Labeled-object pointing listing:

** begin **

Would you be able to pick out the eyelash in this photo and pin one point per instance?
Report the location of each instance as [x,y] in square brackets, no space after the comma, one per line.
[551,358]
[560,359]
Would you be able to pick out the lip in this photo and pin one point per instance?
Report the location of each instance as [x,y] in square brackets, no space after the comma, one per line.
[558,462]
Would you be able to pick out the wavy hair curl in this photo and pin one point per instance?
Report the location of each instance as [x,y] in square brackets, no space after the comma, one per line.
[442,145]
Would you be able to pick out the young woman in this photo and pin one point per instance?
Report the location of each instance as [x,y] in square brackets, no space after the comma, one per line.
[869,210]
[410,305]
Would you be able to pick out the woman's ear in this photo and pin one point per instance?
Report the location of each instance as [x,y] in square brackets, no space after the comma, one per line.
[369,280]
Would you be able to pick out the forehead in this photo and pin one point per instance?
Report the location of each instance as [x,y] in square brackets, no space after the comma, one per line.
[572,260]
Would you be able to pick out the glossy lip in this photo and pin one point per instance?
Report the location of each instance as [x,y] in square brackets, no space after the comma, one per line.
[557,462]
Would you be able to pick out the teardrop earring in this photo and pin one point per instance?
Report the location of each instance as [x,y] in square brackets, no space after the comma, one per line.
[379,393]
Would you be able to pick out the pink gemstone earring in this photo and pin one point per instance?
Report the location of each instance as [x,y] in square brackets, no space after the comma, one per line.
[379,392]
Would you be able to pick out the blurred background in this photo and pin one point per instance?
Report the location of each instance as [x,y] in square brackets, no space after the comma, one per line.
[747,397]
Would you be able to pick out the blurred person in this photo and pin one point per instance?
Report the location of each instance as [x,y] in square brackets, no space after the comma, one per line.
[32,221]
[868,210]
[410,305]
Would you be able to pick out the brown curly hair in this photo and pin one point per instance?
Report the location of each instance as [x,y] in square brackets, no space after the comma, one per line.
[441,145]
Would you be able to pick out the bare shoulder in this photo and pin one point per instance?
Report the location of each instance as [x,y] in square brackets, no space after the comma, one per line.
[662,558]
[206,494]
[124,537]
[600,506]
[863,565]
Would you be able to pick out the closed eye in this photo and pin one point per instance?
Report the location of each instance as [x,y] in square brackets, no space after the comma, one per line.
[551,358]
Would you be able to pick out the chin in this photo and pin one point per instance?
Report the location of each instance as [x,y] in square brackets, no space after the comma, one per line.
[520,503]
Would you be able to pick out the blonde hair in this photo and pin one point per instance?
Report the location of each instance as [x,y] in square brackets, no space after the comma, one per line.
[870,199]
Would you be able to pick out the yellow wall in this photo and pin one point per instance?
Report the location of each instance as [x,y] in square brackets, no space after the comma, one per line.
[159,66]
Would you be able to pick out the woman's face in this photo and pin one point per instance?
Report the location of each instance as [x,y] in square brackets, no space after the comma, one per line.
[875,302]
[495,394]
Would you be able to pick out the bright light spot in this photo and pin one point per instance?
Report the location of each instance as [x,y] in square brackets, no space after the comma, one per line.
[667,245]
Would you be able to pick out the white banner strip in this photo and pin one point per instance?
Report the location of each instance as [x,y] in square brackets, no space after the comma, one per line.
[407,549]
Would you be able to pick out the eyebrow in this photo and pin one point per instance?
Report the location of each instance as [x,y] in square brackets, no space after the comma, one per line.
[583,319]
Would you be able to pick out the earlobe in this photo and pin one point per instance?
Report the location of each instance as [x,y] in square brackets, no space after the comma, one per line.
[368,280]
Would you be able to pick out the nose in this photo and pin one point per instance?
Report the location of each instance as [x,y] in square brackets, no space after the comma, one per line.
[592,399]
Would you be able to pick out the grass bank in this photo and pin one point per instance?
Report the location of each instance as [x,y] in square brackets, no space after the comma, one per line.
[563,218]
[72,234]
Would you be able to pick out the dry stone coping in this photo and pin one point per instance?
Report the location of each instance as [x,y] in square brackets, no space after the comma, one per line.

** end **

Copy every line of the listing above without any changes.

Would you be able to pick out the eyelash in this photo and pin one point per instance?
Report the location of each instance as [x,y] in square brackets, no space after the comma, one per line.
[551,358]
[560,359]
Would you be able to pick out the lip in this photo and pin one point per instance?
Report the location of each instance as [x,y] in square brackets, no space after the comma, one per line.
[558,462]
Would you be able to pick out the wavy hair curl in this photo and pin one point per instance?
Report the location of each instance as [x,y] in square brackets, no space after the comma, one per line.
[442,145]
Would you be able to pick out the young woman in this photo and pin one point per instance?
Report the location of each instance as [x,y] in square brackets, no space after the comma, one per line.
[869,210]
[410,305]
Would you be able to pick out the woman's ear in this photo and pin one point per instance?
Report the location of each instance as [x,y] in square brackets, no space after the comma, one per line.
[369,280]
Would you be able to pick out the forehead in this photo and pin one point per instance?
Report the location of each instance as [x,y] in square brackets, no space after the comma, one per line.
[572,260]
Would you be able to pick out the glossy lip in this photo and pin one point per instance?
Report the location of each instance as [x,y] in square brackets, no space after the comma, one per line.
[557,462]
Would you be able to pick out the teardrop earring in this photo and pin one point per instance?
Report the location of each instance as [x,y] in square brackets, no space after the comma, one per line.
[379,393]
Would you be able to pick out the pink gemstone earring in this photo and pin one point per instance?
Report the location of each instance as [x,y] in square brackets, no space after the comma, one per line.
[379,392]
Would you be able to pick out the blurred background in this photo and pin one point per instance?
Report the location of each instance as [x,y] in square brackets, no space after the comma, one per line.
[747,397]
Would you be able to pick out the blurred person in this photo and pin one point per instance?
Report the location of each instance as [x,y] in square brackets, no space after the comma, one per line.
[32,221]
[868,210]
[410,305]
Would you be able to pick out the brown curly hair in this photo and pin one point per instance?
Report the location of each instance as [x,y] in square brackets, no space after the comma, one per line.
[441,145]
Would you be able to pick out the bare shoulder in this photo and pin one point per instance?
Report the location of each instance as [x,y] in square brackets, no space after the comma, one per line.
[662,558]
[206,494]
[124,537]
[600,506]
[863,565]
Would you be able to pick out the closed eye in this photo and pin one point per instance?
Report the location of each instance as [x,y] in square brackets, no space after the comma, one per line.
[551,358]
Would you be able to pick out the chin in this photo and pin one point per instance?
Report the location of each instance as [x,y] in square brackets, no space after the comma, one per line.
[520,503]
Would you be able to pick out the blonde hair in this photo and pin one point per instance?
Report the location of each instance as [x,y] in square brackets, no space after the comma, one per line.
[870,199]
Would you be able to pick out the yellow wall in this photo and pin one point per instance?
Report the location of each instance as [x,y] in square brackets, no space after the comma, one per line.
[159,66]
Would you be able to pick out the woman's face in this photo and pin one point per instance?
Report the location of each instance as [x,y] in square brackets, no space after the comma, one per line.
[875,302]
[495,394]
Would you be able to pick out the bright light spot in this photo and pin one point per instance?
Report the location of each instance as [x,y] in square brackets, no space after the comma, one per line.
[667,245]
Would you be able to pick out the white banner strip in this photo and pin one point per instance?
Report the location of each instance as [x,y] in square brackets, no space after the comma, one per line.
[407,549]
Would you be able to pick out the eyebrow in this photo and pin one point per instance?
Report the location of each instance as [x,y] in square brackets, no space after the comma, one per line.
[583,319]
Would you be able to pick out the earlobe in this photo and pin one point per instance?
Report the location of each instance as [x,y] in square brackets, no space after the comma, one per line.
[368,280]
Would you be able to pick out the nose in this photo and pin one point per instance?
Report the location of each instance as [x,y] in square brackets, no space after the comma, one per line.
[592,399]
Would you be able to pick out the grass bank in this photo and pin one point per instance?
Report the location of each instance as [x,y] in square brackets, no space after the comma, one per line.
[563,218]
[72,234]
Would you be able to pick out the dry stone coping in this photo and pin one point per instance?
Report the location of each instance as [x,y] in square brackets, no space after the comma, one per line.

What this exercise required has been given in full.